Task requirements:
a. In one to three sentences, explain what event led Keliʻiokaloa to become ruler of Hawaiʻi in 1525, according to the Keliʻiokaloa article.
b. From the Keliʻiokaloa article, retype the text between "- Issue: Kukailani" and "island of Hawaiʻi.", inclusive.

>> Begin Passage to read

- Reign: c. 1525 – c. 1545
- Predecessor: Umi-a-Liloa
- Successor: Keawenuiaumi
- Born: c. 1500
- Died: c. 1545 (aged 44–45)
- Issue: Kukailani
- Father: Umi-a-Liloa
- Mother: Aliʻi Kapukini-a-Liloa

= Keliʻiokaloa =

Keliʻiokaloa (c. 1500–c. 1545) was the Aliʻi Nui of the island of Hawaiʻi from c. 1525 to c. 1545. He was the sovereign king or chief of the island of Hawaiʻi.

== Life ==
Keliʻiokaloa was the eldest son of Umi-a-Liloa, Aliʻi Aimoku of Hawaiʻi, by his third wife and half-sister, Aliʻi Kapukini-a-Liloa, daughter of Liloa, Aliʻi Aimoku of Hawaiʻi.

He succeeded on the death of his father in the year 1525.

In 1545, he was deposed by his younger brother Keawenui-a-ʻUmi. After the death of Keliiokaloa there existed a season of conflict and confusion, which the great district chiefs of the island of Hawaii refused to acknowledge the kingship of Keawe. Keawenui-a-`Umi defeated and killed each of his rivals and restored order and peace. In the legend and chant of Lonoikamakahiki, the son of Keawenui, the names of the six district chiefs whom his father defeated are given: Palahalaha, son of Wahilani of Kohala; Pumaia, son of Wanua of Hamakua; Hilo-Hamakua, son of Kulukulua of Hilo; Lililehua, son of Huaa of Puna; Kahalemilo, son of Imaikalani of Kau; Moihala, son of Hoe-a-Pae of Kona.

>> End Passage to read
>> Begin Data section

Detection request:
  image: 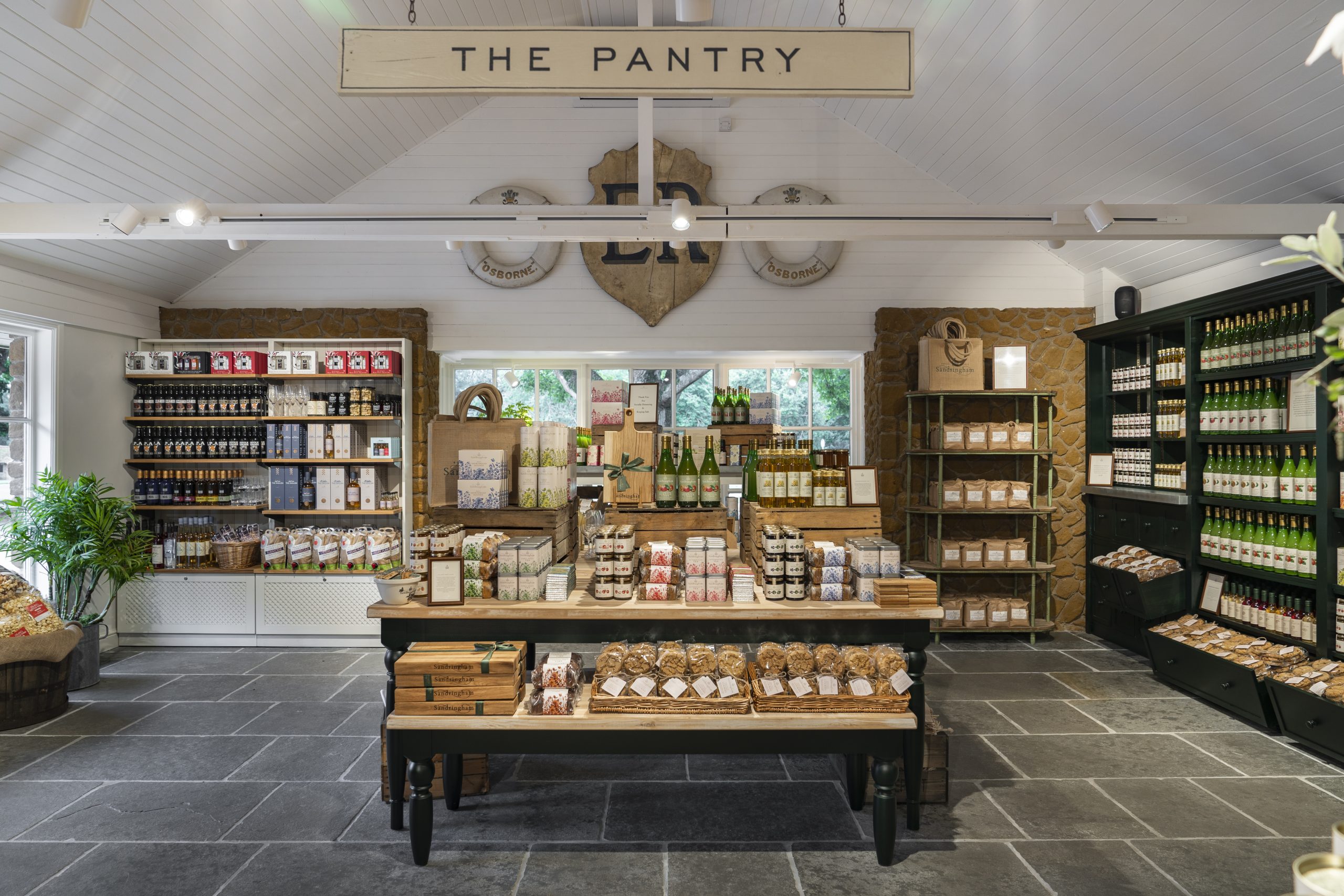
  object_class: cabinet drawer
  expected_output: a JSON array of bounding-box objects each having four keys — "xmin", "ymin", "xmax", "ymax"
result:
[
  {"xmin": 1144, "ymin": 629, "xmax": 1278, "ymax": 731},
  {"xmin": 1267, "ymin": 681, "xmax": 1344, "ymax": 762}
]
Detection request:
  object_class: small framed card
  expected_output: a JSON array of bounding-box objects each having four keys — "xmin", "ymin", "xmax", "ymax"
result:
[
  {"xmin": 425, "ymin": 557, "xmax": 465, "ymax": 607},
  {"xmin": 847, "ymin": 466, "xmax": 878, "ymax": 507},
  {"xmin": 1087, "ymin": 454, "xmax": 1116, "ymax": 485},
  {"xmin": 631, "ymin": 383, "xmax": 660, "ymax": 423}
]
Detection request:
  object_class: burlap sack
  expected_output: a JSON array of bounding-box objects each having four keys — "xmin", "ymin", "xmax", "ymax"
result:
[{"xmin": 0, "ymin": 622, "xmax": 83, "ymax": 666}]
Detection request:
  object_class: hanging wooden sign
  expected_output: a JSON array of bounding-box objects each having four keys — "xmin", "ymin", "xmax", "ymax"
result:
[
  {"xmin": 340, "ymin": 26, "xmax": 914, "ymax": 98},
  {"xmin": 582, "ymin": 140, "xmax": 723, "ymax": 326}
]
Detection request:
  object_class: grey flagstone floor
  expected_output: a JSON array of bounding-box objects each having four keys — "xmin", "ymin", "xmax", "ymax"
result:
[{"xmin": 0, "ymin": 634, "xmax": 1344, "ymax": 896}]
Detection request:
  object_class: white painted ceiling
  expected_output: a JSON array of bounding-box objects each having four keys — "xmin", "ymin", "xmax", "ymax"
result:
[{"xmin": 0, "ymin": 0, "xmax": 1344, "ymax": 300}]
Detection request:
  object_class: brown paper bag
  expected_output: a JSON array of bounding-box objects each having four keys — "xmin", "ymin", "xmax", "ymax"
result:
[
  {"xmin": 961, "ymin": 480, "xmax": 988, "ymax": 511},
  {"xmin": 961, "ymin": 598, "xmax": 989, "ymax": 629}
]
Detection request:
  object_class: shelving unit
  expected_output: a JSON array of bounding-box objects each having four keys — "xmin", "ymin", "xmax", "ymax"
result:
[{"xmin": 902, "ymin": 389, "xmax": 1055, "ymax": 644}]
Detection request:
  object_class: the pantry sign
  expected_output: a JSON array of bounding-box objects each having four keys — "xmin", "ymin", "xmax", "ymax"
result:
[{"xmin": 340, "ymin": 27, "xmax": 914, "ymax": 98}]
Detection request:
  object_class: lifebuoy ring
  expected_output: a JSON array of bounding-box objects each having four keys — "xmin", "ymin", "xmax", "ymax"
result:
[
  {"xmin": 742, "ymin": 184, "xmax": 844, "ymax": 286},
  {"xmin": 463, "ymin": 185, "xmax": 561, "ymax": 289}
]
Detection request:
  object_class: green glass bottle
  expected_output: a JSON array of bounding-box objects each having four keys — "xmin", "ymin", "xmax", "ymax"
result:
[
  {"xmin": 676, "ymin": 435, "xmax": 700, "ymax": 508},
  {"xmin": 742, "ymin": 439, "xmax": 761, "ymax": 501},
  {"xmin": 653, "ymin": 435, "xmax": 677, "ymax": 508}
]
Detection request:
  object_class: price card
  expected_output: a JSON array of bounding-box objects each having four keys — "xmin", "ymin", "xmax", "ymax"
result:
[{"xmin": 891, "ymin": 669, "xmax": 915, "ymax": 693}]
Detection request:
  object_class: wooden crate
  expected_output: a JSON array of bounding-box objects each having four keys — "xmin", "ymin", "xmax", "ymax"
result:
[
  {"xmin": 742, "ymin": 501, "xmax": 881, "ymax": 574},
  {"xmin": 603, "ymin": 507, "xmax": 731, "ymax": 544},
  {"xmin": 379, "ymin": 728, "xmax": 490, "ymax": 803},
  {"xmin": 430, "ymin": 498, "xmax": 581, "ymax": 563}
]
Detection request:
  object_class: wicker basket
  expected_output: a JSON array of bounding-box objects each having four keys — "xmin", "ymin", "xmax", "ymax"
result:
[
  {"xmin": 214, "ymin": 541, "xmax": 261, "ymax": 570},
  {"xmin": 0, "ymin": 654, "xmax": 72, "ymax": 731},
  {"xmin": 747, "ymin": 662, "xmax": 910, "ymax": 712}
]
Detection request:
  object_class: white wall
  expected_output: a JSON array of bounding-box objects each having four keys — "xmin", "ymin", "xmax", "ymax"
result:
[{"xmin": 180, "ymin": 97, "xmax": 1085, "ymax": 353}]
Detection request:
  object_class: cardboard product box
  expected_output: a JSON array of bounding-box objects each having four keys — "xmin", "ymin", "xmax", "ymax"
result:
[{"xmin": 919, "ymin": 336, "xmax": 985, "ymax": 392}]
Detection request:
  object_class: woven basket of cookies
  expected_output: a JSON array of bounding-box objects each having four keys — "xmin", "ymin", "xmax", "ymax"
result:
[
  {"xmin": 747, "ymin": 641, "xmax": 911, "ymax": 712},
  {"xmin": 589, "ymin": 641, "xmax": 751, "ymax": 715}
]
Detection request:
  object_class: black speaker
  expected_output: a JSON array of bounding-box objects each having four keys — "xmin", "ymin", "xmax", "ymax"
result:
[{"xmin": 1116, "ymin": 286, "xmax": 1144, "ymax": 317}]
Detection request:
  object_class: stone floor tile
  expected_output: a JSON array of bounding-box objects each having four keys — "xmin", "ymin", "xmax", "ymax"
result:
[
  {"xmin": 686, "ymin": 752, "xmax": 788, "ymax": 781},
  {"xmin": 25, "ymin": 700, "xmax": 160, "ymax": 735},
  {"xmin": 513, "ymin": 754, "xmax": 686, "ymax": 781},
  {"xmin": 0, "ymin": 781, "xmax": 98, "ymax": 844},
  {"xmin": 121, "ymin": 702, "xmax": 266, "ymax": 735},
  {"xmin": 1181, "ymin": 731, "xmax": 1344, "ymax": 778},
  {"xmin": 658, "ymin": 844, "xmax": 797, "ymax": 896},
  {"xmin": 0, "ymin": 844, "xmax": 94, "ymax": 893},
  {"xmin": 793, "ymin": 841, "xmax": 1047, "ymax": 896},
  {"xmin": 1135, "ymin": 837, "xmax": 1329, "ymax": 896},
  {"xmin": 925, "ymin": 669, "xmax": 1095, "ymax": 701},
  {"xmin": 992, "ymin": 700, "xmax": 1106, "ymax": 735},
  {"xmin": 225, "ymin": 781, "xmax": 377, "ymax": 841},
  {"xmin": 220, "ymin": 838, "xmax": 524, "ymax": 896},
  {"xmin": 942, "ymin": 650, "xmax": 1087, "ymax": 676},
  {"xmin": 1097, "ymin": 778, "xmax": 1270, "ymax": 837},
  {"xmin": 230, "ymin": 736, "xmax": 374, "ymax": 781},
  {"xmin": 1013, "ymin": 840, "xmax": 1181, "ymax": 896},
  {"xmin": 1051, "ymin": 670, "xmax": 1185, "ymax": 700},
  {"xmin": 1196, "ymin": 778, "xmax": 1344, "ymax": 837},
  {"xmin": 518, "ymin": 845, "xmax": 663, "ymax": 896},
  {"xmin": 603, "ymin": 781, "xmax": 859, "ymax": 842},
  {"xmin": 238, "ymin": 698, "xmax": 365, "ymax": 735},
  {"xmin": 15, "ymin": 735, "xmax": 271, "ymax": 781},
  {"xmin": 980, "ymin": 781, "xmax": 1150, "ymax": 840},
  {"xmin": 225, "ymin": 677, "xmax": 354, "ymax": 702},
  {"xmin": 22, "ymin": 781, "xmax": 274, "ymax": 842},
  {"xmin": 986, "ymin": 735, "xmax": 1231, "ymax": 778}
]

>> End Data section

Final results:
a. Keliʻiokaloa became ruler because his father, Umi-a-Liloa, died in 1525, and Keliʻiokaloa succeeded him.

b.
- Issue: Kukailani
- Father: Umi-a-Liloa
- Mother: Aliʻi Kapukini-a-Liloa

= Keliʻiokaloa =

Keliʻiokaloa (c. 1500–c. 1545) was the Aliʻi Nui of the island of Hawaiʻi from c. 1525 to c. 1545. He was the sovereign king or chief of the island of Hawaiʻi.